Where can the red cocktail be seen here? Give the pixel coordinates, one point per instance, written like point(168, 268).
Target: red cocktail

================================

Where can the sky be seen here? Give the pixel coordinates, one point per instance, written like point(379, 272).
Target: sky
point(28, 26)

================================

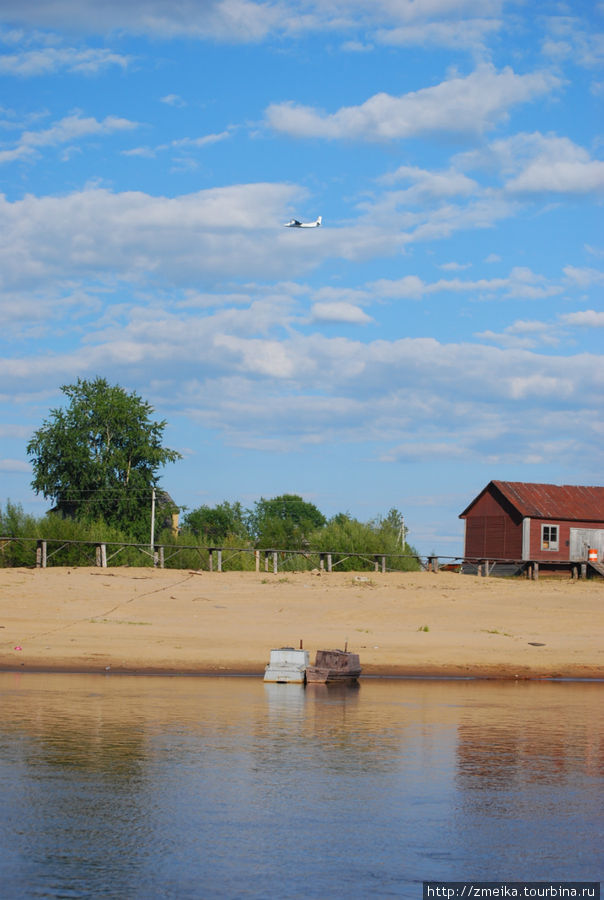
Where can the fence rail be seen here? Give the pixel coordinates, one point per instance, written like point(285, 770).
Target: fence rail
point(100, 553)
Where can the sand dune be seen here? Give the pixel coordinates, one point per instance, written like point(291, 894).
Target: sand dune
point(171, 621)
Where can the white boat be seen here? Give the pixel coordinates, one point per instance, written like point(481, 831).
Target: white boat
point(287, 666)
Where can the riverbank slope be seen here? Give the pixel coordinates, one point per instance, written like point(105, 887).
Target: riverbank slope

================================

* EXERCISE DESCRIPTION *
Among the lines above, repeat exactly those from the line with "Where can the riverbank" to the line with "Target: riverbank slope", counting both ends.

* ANSWER *
Where can the riverbank slope be seen here? Give the pixel coordinates, one point per instance, written like point(105, 887).
Target: riverbank slope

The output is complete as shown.